→ **WORK INSTRUCTIONS**: List every line below containing "lantern".

(Point localization data)
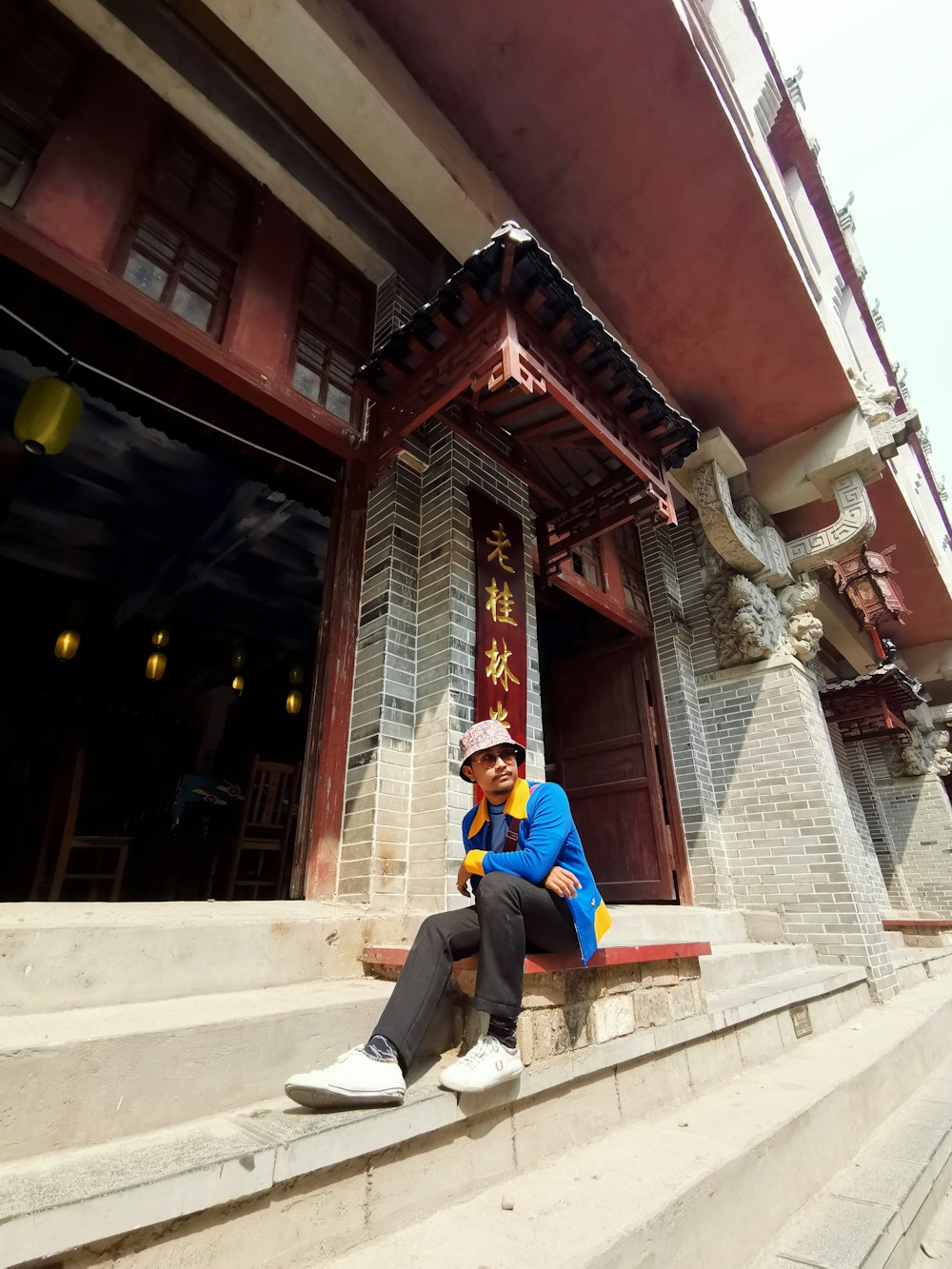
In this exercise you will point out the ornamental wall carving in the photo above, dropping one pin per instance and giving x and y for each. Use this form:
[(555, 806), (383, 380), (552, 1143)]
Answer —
[(928, 751)]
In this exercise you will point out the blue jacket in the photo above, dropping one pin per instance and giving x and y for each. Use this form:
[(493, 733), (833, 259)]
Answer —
[(547, 837)]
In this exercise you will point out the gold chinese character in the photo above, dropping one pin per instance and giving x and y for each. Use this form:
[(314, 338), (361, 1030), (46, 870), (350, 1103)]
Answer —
[(499, 713), (498, 540), (498, 667), (501, 603)]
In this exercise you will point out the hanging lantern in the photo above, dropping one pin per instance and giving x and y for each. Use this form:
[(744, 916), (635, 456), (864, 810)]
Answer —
[(155, 666), (67, 644), (866, 580), (48, 416)]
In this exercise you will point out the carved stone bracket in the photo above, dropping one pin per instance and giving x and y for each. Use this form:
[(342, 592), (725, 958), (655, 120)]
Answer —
[(760, 553), (855, 525), (927, 749)]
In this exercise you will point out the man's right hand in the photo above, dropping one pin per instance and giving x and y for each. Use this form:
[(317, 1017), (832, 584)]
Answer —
[(560, 881), (461, 880)]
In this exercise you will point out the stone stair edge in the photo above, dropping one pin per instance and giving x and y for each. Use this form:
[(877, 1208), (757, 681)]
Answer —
[(710, 1203), (220, 1177), (886, 1195)]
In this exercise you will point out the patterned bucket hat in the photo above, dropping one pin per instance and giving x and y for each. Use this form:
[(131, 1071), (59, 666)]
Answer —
[(486, 735)]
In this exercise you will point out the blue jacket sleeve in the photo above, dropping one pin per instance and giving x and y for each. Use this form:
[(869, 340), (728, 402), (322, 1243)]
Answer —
[(548, 825)]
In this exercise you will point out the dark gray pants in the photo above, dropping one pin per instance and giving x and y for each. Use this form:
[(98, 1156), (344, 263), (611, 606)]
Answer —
[(510, 917)]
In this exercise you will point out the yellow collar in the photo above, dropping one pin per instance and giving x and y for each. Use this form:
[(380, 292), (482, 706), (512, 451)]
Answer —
[(516, 804)]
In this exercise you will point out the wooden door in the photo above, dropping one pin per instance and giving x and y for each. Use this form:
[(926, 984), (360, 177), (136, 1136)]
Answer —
[(609, 763)]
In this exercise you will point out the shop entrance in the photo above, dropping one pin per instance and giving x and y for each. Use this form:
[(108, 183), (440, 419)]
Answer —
[(162, 589), (604, 745)]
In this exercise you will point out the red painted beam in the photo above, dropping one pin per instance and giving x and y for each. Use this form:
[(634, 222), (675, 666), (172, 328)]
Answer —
[(555, 962)]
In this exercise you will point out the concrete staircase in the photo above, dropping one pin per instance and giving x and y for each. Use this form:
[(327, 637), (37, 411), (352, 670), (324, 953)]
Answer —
[(145, 1050)]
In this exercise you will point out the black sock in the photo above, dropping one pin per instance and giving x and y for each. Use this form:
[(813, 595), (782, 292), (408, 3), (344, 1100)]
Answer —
[(502, 1027), (380, 1047)]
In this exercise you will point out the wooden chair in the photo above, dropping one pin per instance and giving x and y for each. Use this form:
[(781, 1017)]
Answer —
[(267, 831), (90, 860)]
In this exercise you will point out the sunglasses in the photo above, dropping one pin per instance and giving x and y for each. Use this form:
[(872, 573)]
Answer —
[(490, 757)]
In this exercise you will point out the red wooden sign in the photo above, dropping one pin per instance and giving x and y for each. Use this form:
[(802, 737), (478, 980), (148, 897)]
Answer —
[(501, 616)]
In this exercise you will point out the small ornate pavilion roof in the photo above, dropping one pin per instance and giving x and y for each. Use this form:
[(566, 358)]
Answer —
[(508, 354)]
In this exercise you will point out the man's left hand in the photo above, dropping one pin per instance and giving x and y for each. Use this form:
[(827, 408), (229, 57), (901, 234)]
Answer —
[(560, 881)]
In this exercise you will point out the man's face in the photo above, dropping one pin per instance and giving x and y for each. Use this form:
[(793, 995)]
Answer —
[(495, 770)]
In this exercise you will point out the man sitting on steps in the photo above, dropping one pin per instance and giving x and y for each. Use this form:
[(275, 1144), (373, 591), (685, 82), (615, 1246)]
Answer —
[(533, 887)]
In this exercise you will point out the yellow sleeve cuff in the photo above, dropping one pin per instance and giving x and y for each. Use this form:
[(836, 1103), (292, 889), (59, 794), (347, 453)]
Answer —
[(474, 862)]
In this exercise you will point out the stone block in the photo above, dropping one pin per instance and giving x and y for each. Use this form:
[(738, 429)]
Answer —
[(682, 1001), (623, 978), (651, 1008), (550, 1033), (760, 1041), (544, 990), (611, 1017), (714, 1059), (661, 974), (653, 1084)]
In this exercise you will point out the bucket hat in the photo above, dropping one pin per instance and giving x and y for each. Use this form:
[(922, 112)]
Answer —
[(486, 735)]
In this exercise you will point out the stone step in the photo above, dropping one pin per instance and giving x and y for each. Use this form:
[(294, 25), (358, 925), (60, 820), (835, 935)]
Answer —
[(707, 1181), (876, 1210), (76, 1078), (666, 922), (71, 956), (731, 964), (258, 1187)]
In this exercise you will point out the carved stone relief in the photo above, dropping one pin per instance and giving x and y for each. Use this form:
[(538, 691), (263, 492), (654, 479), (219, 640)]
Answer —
[(750, 621), (928, 754)]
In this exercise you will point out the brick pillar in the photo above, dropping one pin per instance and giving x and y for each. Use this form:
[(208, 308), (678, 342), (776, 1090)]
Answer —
[(787, 815), (684, 651), (414, 677), (917, 822)]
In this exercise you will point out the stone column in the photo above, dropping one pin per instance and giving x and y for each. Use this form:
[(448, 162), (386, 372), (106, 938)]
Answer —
[(787, 818), (684, 650), (414, 677)]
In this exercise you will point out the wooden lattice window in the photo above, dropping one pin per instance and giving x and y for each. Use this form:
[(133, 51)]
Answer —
[(632, 570), (333, 336), (183, 241), (40, 73)]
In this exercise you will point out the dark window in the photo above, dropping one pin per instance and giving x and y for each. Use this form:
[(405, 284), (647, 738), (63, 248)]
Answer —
[(185, 239), (40, 71), (333, 336)]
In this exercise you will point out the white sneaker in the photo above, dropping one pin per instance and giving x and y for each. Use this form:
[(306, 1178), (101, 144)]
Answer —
[(486, 1065), (354, 1081)]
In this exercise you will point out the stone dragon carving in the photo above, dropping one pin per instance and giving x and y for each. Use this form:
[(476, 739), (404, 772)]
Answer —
[(928, 754)]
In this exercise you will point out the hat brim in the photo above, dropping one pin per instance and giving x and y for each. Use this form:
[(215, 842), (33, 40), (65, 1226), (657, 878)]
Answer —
[(520, 758)]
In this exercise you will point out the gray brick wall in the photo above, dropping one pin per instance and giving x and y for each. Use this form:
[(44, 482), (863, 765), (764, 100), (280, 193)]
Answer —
[(414, 677), (684, 648), (917, 818)]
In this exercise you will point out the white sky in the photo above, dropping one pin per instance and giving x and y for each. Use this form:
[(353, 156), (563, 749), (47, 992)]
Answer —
[(878, 87)]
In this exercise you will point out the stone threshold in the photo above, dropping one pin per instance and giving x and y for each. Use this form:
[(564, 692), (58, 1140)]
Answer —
[(53, 1203)]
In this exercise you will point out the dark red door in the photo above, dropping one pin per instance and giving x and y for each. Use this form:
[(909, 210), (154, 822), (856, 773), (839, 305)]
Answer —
[(608, 763)]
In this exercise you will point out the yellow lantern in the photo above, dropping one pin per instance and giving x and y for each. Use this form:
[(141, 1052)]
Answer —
[(67, 646), (48, 416), (155, 666)]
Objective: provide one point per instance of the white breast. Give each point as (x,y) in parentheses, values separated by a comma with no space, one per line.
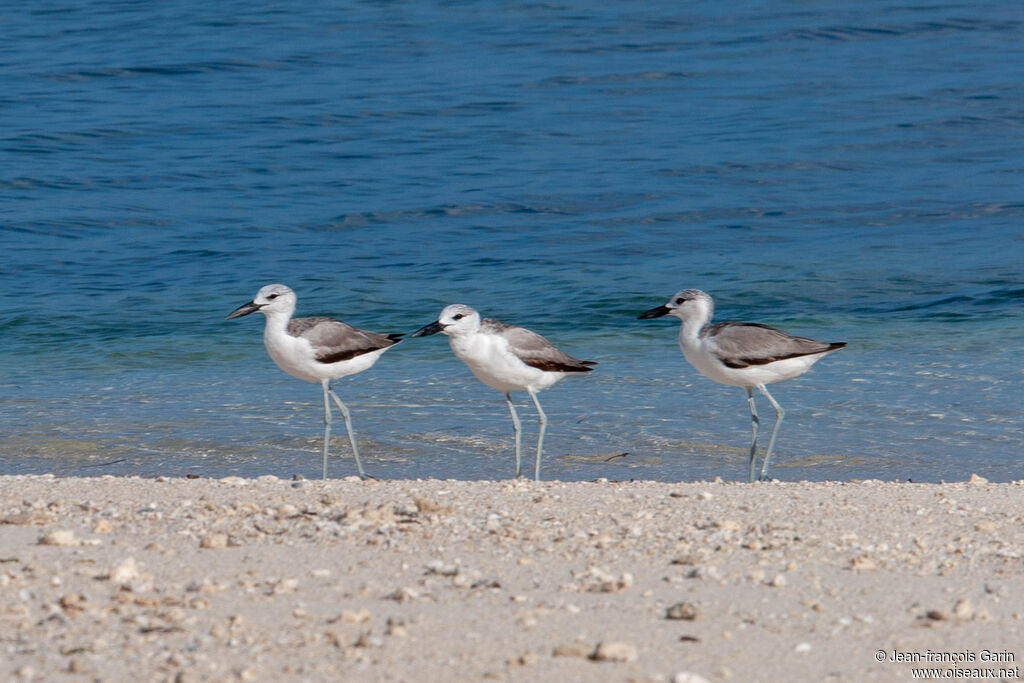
(492,361)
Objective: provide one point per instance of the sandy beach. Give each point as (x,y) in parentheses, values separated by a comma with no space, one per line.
(272,580)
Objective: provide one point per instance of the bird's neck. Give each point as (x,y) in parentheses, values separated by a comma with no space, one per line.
(689,332)
(276,323)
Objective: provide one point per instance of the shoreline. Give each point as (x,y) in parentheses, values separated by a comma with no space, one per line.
(193,580)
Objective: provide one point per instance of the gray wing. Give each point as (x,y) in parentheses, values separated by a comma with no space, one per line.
(333,340)
(534,349)
(743,344)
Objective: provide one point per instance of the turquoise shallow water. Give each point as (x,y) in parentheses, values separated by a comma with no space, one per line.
(851,173)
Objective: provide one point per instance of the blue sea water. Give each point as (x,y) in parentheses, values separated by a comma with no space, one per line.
(846,171)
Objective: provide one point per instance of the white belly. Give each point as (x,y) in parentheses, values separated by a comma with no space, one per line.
(713,369)
(295,356)
(493,364)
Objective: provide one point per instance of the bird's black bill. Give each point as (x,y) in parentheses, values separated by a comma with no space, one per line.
(656,311)
(428,330)
(244,309)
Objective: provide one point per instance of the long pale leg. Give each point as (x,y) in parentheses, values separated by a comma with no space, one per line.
(351,434)
(540,436)
(515,430)
(327,424)
(779,413)
(755,422)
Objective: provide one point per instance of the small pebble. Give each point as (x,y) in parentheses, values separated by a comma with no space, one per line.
(614,651)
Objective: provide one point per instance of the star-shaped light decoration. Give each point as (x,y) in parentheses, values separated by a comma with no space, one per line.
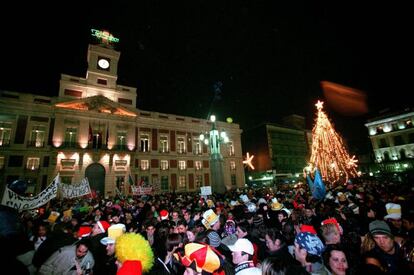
(319,105)
(248,161)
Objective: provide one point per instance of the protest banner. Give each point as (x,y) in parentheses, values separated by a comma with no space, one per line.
(13,200)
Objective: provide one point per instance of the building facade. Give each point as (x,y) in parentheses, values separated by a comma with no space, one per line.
(392,139)
(280,152)
(93,129)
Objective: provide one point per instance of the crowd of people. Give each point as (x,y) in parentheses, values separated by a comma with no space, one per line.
(363,226)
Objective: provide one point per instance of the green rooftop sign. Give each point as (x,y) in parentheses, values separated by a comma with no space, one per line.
(104,36)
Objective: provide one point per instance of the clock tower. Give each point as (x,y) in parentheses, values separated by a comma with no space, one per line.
(102,66)
(101,76)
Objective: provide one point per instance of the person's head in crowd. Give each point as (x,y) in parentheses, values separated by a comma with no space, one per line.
(335,258)
(282,215)
(199,259)
(277,266)
(308,211)
(381,233)
(408,221)
(229,227)
(164,215)
(308,247)
(274,239)
(100,227)
(249,217)
(213,237)
(257,221)
(181,227)
(242,229)
(82,248)
(242,251)
(175,215)
(190,235)
(330,231)
(187,215)
(83,231)
(393,216)
(114,231)
(211,220)
(199,226)
(174,241)
(134,254)
(115,218)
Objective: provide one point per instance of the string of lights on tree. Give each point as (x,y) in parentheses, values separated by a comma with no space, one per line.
(328,152)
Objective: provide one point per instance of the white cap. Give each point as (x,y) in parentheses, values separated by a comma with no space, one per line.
(243,245)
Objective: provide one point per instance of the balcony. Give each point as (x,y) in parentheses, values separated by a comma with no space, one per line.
(70,144)
(35,143)
(4,142)
(120,147)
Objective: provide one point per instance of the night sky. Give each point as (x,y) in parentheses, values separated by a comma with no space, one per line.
(254,61)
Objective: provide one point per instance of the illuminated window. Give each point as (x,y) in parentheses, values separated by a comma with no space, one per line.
(37,137)
(144,142)
(5,132)
(121,164)
(33,163)
(1,163)
(197,146)
(231,148)
(233,180)
(66,179)
(144,164)
(181,145)
(164,164)
(68,164)
(70,137)
(198,165)
(163,144)
(181,165)
(164,183)
(181,182)
(120,183)
(199,181)
(121,139)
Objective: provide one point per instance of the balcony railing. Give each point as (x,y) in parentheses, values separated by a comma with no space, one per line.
(120,147)
(35,143)
(70,144)
(4,142)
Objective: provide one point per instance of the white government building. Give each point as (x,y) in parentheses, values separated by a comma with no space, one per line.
(93,129)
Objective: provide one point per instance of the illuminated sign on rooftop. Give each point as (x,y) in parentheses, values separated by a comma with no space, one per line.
(104,36)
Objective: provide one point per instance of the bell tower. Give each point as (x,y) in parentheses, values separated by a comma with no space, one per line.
(103,60)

→ **REPLY**:
In this exercise you will point out the hanging lantern in the photo above, dropping one pin per instance and giving x and y for each. Use this form:
In this exercise you will point out the yellow lantern in the photo above, dropping one pin per instance and giving x and y for each. Use this form:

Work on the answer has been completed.